• _RECORDS TO USE_
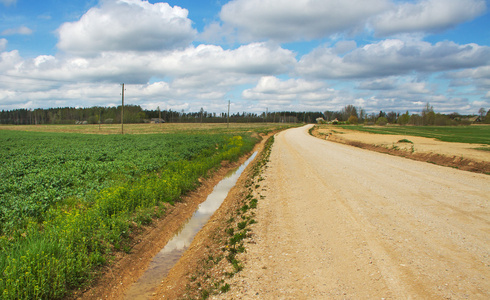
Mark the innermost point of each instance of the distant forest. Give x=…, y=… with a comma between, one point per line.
x=135, y=114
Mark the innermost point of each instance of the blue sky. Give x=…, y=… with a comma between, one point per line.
x=301, y=55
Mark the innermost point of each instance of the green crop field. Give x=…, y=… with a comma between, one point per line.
x=67, y=200
x=475, y=134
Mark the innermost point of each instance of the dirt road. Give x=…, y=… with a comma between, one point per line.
x=338, y=222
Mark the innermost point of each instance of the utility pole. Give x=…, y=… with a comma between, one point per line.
x=228, y=122
x=159, y=116
x=122, y=111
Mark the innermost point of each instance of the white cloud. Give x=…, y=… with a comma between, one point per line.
x=297, y=19
x=127, y=25
x=23, y=30
x=393, y=57
x=8, y=2
x=9, y=60
x=378, y=84
x=426, y=16
x=3, y=44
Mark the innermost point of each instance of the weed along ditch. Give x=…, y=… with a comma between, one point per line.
x=175, y=248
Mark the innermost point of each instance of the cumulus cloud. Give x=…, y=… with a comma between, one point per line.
x=426, y=16
x=378, y=84
x=393, y=57
x=294, y=94
x=208, y=63
x=23, y=30
x=3, y=44
x=8, y=2
x=127, y=25
x=293, y=20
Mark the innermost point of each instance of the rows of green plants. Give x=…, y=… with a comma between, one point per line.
x=68, y=200
x=460, y=134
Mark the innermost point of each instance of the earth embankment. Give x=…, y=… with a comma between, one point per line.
x=339, y=222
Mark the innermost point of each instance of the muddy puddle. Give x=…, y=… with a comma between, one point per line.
x=175, y=248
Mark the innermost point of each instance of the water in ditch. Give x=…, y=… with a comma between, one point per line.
x=170, y=254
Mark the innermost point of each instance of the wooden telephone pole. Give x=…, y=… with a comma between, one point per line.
x=122, y=111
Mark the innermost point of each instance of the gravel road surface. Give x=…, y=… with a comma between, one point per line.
x=338, y=222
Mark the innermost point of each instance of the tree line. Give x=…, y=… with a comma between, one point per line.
x=428, y=117
x=135, y=114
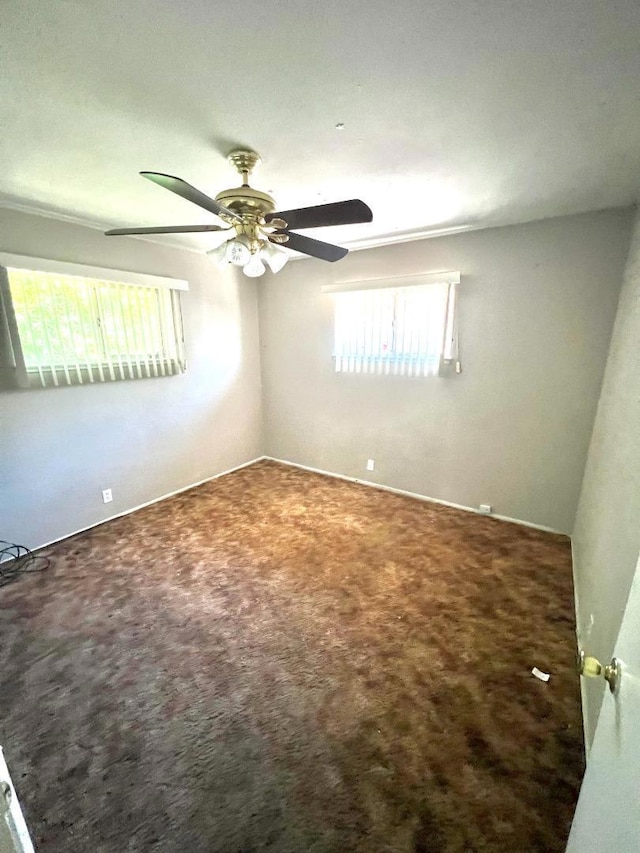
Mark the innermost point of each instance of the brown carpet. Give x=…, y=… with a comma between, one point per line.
x=282, y=661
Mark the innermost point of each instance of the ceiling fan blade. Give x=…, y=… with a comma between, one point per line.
x=315, y=248
x=336, y=213
x=182, y=188
x=165, y=229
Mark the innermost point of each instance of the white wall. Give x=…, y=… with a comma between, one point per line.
x=59, y=447
x=537, y=303
x=606, y=538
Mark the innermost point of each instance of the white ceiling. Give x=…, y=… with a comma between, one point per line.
x=456, y=113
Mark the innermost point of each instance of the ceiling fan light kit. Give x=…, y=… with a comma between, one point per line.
x=254, y=235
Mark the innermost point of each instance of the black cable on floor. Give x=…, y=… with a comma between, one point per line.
x=16, y=560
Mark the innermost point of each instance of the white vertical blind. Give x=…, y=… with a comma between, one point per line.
x=408, y=331
x=72, y=329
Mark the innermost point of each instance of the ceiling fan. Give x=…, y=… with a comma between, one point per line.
x=254, y=232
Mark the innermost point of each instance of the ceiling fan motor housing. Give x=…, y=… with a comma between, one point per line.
x=244, y=200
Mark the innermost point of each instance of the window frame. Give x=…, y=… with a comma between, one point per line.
x=395, y=362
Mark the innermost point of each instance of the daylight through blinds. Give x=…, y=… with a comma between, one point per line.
x=403, y=330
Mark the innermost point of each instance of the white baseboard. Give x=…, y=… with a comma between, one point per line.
x=415, y=495
x=149, y=503
x=579, y=640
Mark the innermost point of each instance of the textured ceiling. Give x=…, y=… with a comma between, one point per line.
x=456, y=113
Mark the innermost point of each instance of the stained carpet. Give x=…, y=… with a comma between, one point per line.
x=282, y=661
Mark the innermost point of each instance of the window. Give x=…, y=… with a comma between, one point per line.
x=399, y=326
x=64, y=324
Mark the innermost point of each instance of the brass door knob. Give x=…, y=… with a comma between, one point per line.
x=591, y=667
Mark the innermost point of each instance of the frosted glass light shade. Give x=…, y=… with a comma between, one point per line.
x=254, y=267
x=238, y=252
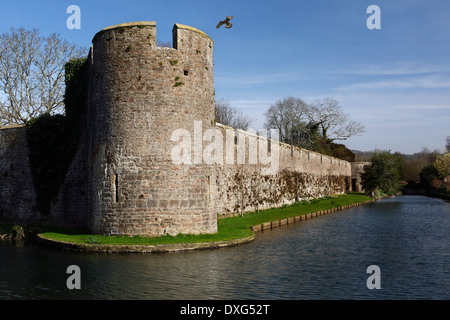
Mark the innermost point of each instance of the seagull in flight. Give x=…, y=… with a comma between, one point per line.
x=227, y=23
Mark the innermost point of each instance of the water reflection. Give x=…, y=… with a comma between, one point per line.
x=322, y=258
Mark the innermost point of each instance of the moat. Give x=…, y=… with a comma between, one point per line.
x=323, y=258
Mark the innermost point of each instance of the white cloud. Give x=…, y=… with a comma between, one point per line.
x=429, y=82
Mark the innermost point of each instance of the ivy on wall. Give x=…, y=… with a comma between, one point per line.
x=53, y=139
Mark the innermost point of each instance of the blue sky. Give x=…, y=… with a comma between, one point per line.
x=394, y=80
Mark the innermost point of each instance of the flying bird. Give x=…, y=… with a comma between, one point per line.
x=227, y=23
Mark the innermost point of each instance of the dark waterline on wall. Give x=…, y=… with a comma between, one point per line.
x=326, y=257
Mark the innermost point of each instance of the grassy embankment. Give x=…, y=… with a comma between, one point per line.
x=230, y=228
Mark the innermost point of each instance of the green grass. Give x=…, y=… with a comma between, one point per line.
x=228, y=228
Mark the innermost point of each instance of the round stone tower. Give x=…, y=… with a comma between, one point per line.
x=140, y=94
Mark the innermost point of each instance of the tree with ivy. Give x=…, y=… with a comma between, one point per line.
x=32, y=74
x=383, y=174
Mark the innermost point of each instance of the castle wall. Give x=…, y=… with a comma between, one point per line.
x=297, y=174
x=148, y=163
x=140, y=94
x=17, y=195
x=357, y=169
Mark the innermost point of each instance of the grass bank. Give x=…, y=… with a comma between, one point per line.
x=231, y=228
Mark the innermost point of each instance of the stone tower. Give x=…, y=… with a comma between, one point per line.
x=139, y=94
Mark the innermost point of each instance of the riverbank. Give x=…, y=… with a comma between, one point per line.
x=231, y=231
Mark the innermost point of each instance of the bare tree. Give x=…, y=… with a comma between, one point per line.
x=290, y=117
x=32, y=74
x=230, y=116
x=334, y=123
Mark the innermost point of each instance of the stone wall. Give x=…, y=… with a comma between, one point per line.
x=147, y=105
x=17, y=195
x=357, y=169
x=269, y=181
x=139, y=95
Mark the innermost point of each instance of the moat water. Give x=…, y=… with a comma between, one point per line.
x=327, y=257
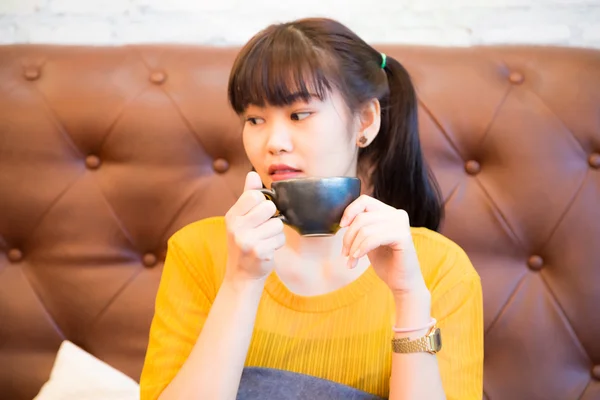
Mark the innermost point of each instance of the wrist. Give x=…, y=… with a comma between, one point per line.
x=244, y=285
x=413, y=308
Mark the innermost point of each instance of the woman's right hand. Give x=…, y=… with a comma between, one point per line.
x=253, y=236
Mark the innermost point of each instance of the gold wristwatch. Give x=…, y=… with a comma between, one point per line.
x=430, y=343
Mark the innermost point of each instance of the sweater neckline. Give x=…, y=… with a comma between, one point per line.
x=325, y=302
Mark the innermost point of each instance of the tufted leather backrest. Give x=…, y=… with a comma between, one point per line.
x=106, y=151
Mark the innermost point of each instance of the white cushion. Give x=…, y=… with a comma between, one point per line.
x=77, y=374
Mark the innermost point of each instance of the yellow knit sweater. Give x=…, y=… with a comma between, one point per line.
x=343, y=336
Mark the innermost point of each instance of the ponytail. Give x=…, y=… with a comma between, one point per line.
x=400, y=176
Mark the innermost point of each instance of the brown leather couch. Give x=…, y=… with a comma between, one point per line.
x=106, y=151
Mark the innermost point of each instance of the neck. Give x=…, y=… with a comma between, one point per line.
x=314, y=265
x=318, y=248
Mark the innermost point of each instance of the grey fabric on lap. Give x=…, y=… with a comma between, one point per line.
x=266, y=384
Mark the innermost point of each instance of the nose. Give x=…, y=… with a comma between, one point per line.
x=279, y=138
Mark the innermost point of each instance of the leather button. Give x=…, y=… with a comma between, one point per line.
x=92, y=162
x=594, y=160
x=15, y=255
x=596, y=372
x=31, y=73
x=472, y=167
x=535, y=262
x=516, y=78
x=149, y=260
x=220, y=165
x=158, y=77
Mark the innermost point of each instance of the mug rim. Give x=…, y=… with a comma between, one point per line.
x=317, y=178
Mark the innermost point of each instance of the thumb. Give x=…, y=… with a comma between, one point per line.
x=253, y=181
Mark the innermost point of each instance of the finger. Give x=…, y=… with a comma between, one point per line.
x=359, y=223
x=272, y=227
x=265, y=249
x=363, y=204
x=258, y=215
x=253, y=181
x=251, y=196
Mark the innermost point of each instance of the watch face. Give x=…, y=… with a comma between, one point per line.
x=436, y=340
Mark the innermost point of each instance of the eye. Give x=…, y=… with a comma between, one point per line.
x=255, y=120
x=300, y=115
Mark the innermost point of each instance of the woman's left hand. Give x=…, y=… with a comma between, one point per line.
x=383, y=234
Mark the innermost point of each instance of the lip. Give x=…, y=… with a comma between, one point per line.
x=279, y=172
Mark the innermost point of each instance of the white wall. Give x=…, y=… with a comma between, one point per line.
x=225, y=22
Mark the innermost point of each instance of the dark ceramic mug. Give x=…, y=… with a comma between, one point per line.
x=313, y=206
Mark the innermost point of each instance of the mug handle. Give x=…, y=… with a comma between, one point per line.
x=271, y=196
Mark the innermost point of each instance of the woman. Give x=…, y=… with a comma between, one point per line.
x=350, y=315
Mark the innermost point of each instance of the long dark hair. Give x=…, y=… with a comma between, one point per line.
x=313, y=56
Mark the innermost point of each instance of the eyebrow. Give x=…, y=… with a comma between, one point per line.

• _GIVEN INSTRUCTION_
Write out the data again from the line with "Mark the innermost point of each instance of the long" through the end, swapping "eyebrow" for "eyelash" and leaving everything else unchanged.

• _FINAL RESULT_
Mark the innermost point of each instance of the long dark hair. Give x=…, y=… with a comma between, one point per line.
x=313, y=56
Mark the innermost point of each instance of the eyelash. Give x=…, y=… with a comma between, one point per line.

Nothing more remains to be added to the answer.